Determine the number of lines in the listing below in which the word "sunglasses" is present, and state it without comment.

*** Opening of Extracted information ***

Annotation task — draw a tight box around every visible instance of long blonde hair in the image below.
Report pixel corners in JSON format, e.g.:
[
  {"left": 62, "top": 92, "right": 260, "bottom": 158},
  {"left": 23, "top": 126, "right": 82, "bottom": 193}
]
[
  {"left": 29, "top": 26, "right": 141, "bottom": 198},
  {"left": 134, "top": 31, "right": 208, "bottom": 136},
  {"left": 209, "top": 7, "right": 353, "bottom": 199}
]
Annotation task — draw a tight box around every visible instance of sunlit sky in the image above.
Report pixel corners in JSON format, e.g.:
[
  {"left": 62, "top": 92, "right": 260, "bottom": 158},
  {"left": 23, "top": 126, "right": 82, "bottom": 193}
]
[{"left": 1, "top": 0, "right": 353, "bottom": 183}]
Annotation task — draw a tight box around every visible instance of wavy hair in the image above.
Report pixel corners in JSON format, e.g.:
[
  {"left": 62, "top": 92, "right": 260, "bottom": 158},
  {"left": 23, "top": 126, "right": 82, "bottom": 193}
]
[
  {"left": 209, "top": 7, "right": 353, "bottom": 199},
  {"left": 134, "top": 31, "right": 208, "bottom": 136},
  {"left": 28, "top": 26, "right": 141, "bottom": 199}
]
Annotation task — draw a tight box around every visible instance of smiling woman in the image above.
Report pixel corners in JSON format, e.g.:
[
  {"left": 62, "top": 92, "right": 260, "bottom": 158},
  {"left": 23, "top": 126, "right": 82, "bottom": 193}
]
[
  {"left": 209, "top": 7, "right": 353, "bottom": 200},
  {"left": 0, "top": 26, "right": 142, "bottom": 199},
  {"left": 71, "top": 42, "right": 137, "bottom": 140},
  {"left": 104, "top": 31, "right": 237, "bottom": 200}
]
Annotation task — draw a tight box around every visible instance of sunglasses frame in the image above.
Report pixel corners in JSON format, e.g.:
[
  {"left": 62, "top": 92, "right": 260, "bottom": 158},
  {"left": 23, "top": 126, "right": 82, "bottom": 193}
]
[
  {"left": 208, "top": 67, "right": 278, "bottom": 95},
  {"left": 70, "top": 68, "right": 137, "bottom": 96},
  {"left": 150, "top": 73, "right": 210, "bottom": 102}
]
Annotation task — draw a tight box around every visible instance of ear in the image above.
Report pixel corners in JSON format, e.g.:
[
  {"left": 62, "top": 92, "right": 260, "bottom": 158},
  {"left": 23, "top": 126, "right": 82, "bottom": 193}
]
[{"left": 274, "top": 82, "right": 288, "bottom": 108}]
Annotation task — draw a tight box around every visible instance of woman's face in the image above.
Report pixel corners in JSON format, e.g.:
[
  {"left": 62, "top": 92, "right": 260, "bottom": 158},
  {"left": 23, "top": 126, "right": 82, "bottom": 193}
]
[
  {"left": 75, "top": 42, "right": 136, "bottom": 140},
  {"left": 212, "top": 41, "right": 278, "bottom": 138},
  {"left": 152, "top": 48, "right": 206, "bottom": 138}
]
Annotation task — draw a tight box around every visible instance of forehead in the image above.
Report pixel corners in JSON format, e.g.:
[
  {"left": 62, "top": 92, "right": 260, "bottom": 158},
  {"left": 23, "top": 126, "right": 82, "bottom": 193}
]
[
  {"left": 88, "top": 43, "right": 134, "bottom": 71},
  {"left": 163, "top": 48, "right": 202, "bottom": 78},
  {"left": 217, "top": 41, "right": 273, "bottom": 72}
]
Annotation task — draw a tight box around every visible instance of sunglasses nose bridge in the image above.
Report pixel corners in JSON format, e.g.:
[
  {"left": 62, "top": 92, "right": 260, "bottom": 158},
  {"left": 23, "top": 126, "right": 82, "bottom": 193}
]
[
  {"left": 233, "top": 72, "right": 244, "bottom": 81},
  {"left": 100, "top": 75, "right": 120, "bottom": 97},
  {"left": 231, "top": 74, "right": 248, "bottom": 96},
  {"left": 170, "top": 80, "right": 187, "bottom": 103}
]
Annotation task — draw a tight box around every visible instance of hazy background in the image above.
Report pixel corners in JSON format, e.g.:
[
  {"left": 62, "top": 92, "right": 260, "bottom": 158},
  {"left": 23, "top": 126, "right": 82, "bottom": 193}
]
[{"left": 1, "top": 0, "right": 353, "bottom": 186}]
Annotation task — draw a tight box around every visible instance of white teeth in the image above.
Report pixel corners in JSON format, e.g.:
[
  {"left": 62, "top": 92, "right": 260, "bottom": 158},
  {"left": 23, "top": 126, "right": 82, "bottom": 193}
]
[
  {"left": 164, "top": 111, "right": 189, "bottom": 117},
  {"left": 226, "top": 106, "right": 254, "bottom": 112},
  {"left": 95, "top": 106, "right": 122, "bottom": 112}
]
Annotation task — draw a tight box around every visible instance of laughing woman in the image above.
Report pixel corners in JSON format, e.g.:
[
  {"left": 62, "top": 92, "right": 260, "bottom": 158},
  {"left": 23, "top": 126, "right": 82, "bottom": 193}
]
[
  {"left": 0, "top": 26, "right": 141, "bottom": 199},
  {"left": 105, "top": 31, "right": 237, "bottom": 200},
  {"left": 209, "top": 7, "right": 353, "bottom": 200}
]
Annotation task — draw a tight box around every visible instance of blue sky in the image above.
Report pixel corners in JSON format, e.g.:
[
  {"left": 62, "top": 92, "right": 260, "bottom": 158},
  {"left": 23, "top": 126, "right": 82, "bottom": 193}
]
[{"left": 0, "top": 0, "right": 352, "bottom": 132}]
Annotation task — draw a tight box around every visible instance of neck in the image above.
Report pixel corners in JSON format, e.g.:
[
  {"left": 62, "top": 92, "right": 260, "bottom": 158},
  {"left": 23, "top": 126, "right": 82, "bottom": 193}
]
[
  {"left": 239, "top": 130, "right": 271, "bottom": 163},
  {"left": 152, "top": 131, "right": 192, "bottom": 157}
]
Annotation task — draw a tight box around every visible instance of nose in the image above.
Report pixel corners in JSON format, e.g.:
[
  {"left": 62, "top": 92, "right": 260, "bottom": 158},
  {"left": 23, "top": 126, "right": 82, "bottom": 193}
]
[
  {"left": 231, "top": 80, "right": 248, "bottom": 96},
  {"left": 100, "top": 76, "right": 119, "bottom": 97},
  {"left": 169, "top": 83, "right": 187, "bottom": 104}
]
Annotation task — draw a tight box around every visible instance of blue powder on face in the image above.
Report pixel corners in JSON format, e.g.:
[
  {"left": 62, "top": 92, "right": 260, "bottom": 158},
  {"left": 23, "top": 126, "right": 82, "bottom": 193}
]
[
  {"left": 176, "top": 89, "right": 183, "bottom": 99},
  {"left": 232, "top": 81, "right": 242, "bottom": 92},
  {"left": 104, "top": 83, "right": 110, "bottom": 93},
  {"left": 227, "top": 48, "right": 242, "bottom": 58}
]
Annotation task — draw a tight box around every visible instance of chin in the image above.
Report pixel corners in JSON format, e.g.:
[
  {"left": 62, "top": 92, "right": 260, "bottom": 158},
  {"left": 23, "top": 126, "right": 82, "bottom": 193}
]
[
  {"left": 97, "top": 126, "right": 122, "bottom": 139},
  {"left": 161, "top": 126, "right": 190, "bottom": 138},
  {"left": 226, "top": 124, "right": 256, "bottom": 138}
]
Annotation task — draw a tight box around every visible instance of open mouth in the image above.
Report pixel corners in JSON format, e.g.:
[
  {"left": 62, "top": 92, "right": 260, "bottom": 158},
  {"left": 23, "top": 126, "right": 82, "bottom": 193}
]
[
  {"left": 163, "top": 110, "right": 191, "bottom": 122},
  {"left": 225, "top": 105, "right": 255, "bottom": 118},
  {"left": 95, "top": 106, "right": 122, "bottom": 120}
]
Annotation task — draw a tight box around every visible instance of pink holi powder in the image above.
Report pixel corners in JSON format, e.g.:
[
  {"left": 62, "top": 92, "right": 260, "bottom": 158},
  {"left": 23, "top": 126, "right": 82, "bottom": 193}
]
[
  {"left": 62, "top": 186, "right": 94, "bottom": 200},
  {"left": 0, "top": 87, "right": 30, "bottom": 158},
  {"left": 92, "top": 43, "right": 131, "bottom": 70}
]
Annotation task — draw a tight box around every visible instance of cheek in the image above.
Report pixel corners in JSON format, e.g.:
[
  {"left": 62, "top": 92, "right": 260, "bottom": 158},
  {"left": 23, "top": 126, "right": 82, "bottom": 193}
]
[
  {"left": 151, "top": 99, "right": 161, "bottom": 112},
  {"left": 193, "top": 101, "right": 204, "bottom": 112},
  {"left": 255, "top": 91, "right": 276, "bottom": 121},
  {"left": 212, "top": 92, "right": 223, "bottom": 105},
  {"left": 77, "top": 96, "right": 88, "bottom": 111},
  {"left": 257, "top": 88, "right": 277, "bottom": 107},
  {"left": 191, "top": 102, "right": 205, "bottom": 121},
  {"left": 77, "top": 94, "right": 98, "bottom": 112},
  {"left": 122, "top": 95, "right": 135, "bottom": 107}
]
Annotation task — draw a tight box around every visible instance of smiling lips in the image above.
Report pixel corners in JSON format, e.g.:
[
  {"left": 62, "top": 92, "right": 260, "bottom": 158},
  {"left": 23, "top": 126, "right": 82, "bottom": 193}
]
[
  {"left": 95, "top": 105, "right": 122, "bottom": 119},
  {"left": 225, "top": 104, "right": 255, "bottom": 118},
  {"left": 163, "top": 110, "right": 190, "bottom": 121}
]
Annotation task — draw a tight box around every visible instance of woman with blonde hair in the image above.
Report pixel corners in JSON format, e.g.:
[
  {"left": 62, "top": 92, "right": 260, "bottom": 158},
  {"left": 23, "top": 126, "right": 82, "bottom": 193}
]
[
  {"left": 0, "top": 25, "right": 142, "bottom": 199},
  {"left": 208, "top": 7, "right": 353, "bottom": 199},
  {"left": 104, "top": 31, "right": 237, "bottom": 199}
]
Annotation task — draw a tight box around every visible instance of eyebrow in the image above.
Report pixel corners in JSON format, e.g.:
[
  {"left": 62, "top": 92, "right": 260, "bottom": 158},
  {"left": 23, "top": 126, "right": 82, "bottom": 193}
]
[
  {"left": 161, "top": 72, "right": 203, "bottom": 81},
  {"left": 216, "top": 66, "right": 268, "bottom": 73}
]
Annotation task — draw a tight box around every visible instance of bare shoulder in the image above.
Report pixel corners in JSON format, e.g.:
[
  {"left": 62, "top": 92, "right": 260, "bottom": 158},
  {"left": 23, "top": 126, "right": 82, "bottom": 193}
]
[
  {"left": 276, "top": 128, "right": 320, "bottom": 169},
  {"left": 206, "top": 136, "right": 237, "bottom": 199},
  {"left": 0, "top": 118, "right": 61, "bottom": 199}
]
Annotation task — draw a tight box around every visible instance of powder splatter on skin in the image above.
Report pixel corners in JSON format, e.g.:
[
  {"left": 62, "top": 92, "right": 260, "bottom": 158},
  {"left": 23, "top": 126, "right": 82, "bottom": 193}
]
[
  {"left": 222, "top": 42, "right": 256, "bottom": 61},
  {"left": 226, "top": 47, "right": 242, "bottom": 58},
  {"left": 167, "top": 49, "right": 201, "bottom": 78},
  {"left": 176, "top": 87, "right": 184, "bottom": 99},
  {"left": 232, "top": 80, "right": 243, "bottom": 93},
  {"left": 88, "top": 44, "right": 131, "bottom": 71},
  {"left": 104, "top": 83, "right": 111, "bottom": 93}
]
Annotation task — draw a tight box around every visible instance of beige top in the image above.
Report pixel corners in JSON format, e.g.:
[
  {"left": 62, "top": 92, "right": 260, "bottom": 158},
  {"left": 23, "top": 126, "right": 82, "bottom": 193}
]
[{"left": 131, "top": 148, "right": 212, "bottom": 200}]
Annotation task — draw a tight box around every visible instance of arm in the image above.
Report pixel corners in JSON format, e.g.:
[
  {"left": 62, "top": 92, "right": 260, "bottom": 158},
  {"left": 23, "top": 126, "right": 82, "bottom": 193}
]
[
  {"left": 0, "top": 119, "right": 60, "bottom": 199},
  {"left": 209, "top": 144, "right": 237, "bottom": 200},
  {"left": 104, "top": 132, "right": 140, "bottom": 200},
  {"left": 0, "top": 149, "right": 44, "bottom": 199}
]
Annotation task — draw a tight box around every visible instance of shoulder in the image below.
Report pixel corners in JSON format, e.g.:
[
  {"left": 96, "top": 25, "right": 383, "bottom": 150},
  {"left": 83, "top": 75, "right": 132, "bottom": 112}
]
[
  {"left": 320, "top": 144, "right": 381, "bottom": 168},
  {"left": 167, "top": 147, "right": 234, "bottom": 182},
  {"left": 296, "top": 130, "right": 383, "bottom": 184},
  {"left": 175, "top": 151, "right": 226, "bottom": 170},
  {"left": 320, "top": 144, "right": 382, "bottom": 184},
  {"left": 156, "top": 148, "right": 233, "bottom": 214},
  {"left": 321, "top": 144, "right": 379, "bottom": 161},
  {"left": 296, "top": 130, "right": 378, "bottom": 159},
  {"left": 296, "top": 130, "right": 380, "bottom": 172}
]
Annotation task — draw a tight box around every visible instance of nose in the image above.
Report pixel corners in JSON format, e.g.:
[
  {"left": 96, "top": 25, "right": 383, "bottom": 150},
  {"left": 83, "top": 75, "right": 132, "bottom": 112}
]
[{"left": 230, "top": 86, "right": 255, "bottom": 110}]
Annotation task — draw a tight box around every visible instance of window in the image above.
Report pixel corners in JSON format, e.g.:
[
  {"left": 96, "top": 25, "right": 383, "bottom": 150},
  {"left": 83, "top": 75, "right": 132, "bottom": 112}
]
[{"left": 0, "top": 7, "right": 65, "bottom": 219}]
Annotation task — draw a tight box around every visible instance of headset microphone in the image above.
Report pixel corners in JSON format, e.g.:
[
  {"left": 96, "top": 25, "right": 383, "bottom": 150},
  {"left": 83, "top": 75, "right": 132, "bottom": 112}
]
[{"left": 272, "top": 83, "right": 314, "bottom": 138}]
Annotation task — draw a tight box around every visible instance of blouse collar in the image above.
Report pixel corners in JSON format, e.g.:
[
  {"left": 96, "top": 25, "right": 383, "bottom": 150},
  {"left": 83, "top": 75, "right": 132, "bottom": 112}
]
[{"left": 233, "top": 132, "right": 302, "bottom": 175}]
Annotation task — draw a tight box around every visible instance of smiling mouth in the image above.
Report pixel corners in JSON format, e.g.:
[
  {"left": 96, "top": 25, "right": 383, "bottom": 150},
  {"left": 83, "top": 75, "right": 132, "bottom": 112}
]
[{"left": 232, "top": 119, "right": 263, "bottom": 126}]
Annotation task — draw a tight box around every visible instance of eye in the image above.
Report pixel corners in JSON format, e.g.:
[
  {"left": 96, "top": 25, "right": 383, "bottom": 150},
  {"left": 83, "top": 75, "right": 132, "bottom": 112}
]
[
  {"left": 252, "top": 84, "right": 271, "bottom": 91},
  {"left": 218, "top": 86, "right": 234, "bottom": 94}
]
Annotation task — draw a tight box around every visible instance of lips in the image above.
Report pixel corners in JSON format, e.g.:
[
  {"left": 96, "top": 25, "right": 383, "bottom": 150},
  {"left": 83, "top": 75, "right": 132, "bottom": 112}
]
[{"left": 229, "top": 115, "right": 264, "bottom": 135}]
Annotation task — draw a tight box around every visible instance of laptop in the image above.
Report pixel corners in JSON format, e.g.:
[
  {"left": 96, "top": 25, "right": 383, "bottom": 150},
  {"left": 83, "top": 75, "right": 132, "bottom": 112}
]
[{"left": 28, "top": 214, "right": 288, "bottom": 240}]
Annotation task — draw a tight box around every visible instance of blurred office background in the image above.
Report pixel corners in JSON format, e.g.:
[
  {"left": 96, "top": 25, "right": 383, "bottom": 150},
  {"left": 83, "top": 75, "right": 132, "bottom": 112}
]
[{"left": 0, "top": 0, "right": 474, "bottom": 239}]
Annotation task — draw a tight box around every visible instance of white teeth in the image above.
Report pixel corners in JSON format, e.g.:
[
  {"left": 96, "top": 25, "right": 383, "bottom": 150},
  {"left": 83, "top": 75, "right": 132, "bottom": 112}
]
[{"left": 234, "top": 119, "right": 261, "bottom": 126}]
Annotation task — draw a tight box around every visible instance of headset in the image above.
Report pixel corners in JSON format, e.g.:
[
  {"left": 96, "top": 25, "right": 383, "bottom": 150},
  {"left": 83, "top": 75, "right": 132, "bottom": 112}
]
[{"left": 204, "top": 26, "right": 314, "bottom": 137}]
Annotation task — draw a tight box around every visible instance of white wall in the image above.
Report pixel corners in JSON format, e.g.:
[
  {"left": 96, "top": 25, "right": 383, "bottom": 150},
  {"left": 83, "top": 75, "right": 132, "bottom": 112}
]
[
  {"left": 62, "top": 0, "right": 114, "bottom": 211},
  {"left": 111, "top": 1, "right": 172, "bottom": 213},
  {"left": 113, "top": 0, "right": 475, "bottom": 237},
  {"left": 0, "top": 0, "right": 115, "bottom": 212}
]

*** Close of Extracted information ***

▶ **Answer to this exercise**
2